Welcome to the Low Latency League — NUFT’s internal challenge to build the fastest matching engine.

Overview

Your job is simple: optimize the provided engine in engine.cpp/hpp. Your code must pass all tests (make test) to qualify.

Benchmarking

Submit your code for benchmarking by running make submit. You must be on black or scholes. Only your latest submission counts — submit as often as you like. A live leaderboard tracks results at Low Latency League Tracker.

The benchmarks simulate somewhat realistic trading conditions. For example, order prices tend to have relatively low variances (if AAPL is at $100, most orders will be within a few dollars of that).

Guidelines

  1. Anything reasonable is fair game. There are no strict memory limits or library restrictions. Add Abseil? Sure. Use 5GB RAM? Fine. Rewrite in Rust and use 64GB RAM? Not fine.
  2. You must not change any function signatures in engine.hpp.
  3. Don’t try to break things or cheat. Use common sense.

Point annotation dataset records
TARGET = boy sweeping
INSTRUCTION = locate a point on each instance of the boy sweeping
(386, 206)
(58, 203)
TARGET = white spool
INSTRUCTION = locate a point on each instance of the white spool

## Short problem 1
Answer these questions about the Low Latency League text:
(a) Which command must code pass to qualify?
(b) On which machines must you be to submit for benchmarking?
(c) In which file must no function signatures be changed?
## Short problem 2
Convert the records, starting at the line containing "TARGET = white spool" and continuing through the last line of the records, into a JSON list of strings with one string per line.

## Problem solution 1
(a) make test
(b) black or scholes
(c) engine.hpp

## Problem solution 2
[
  "TARGET = white spool",
  "INSTRUCTION = locate a point on each instance of the white spool"
]